──────── TEXT SEGMENT ────────

Staff: Sarah Koster (786-7303).
HOUSE COMMITTEE ON APPROPRIATIONS SUBCOMMITTEE ON GENERAL GOVERNMENT & INFORMATION TECHNOLOGY |
Majority Report: Do pass as amended by Committee on Public Safety. Signed by 9 members: Representatives Hudgins, Chair; Parker, Ranking Minority Member; Buys, Christian, Dunshee, S. Hunt, Jinkins, Springer and Taylor.
Staff: Alex MacBain (786-7288).
Background:
In June 2012 the United States Supreme Court (Supreme Court) held, in Miller v. Alabama, (10-9646), that the 8th Amendment ban on cruel and unusual punishment forbids a sentencing scheme that mandates life in prison without the possibility of parole for juvenile homicide offenders.

────────

> WRITTEN EXERCISE: Decide whether each statement agrees with the committee report excerpt, and support each yes or no with the deciding words quoted from it. (a) The Majority Report was signed by nine members. (b) Alex MacBain served as Chair. (c) The Supreme Court decided Miller v. Alabama in June 2012.

──────── ENTRIES SUPPLIED ────────

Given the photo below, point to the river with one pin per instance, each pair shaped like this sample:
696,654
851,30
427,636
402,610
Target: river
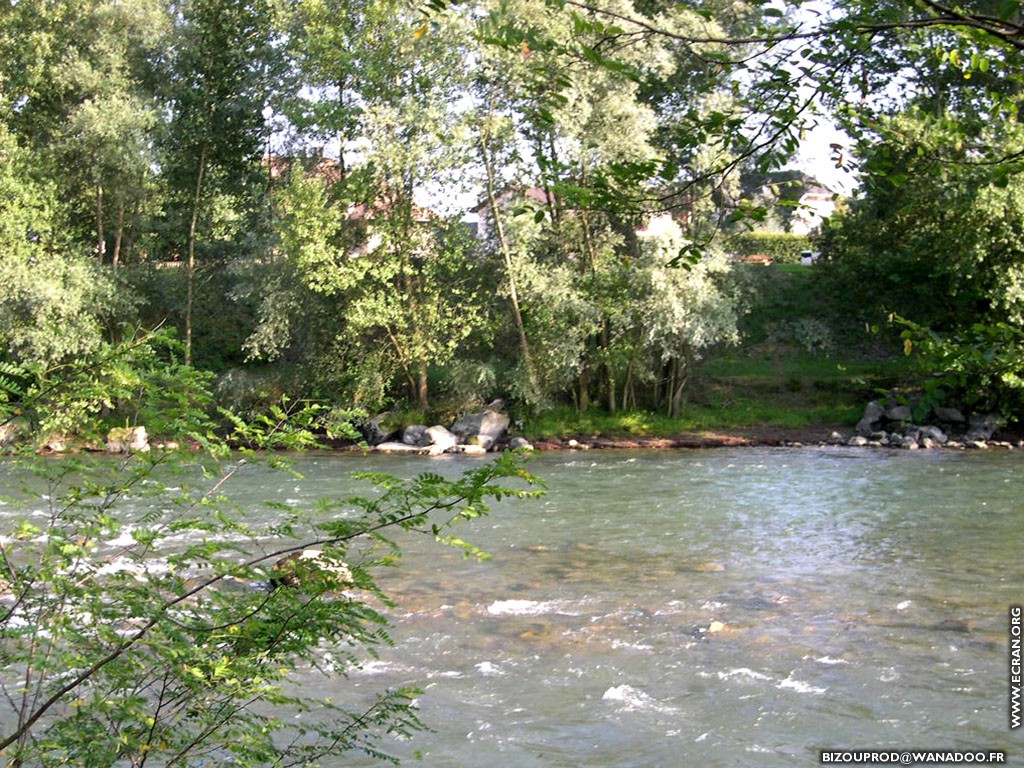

────────

> WRITTEN RESPONSE:
(a) Yes: "Signed by 9 members"
(b) No: "Representatives Hudgins, Chair"
(c) Yes: "In June 2012 the United States Supreme Court (Supreme Court) held, in Miller v. Alabama"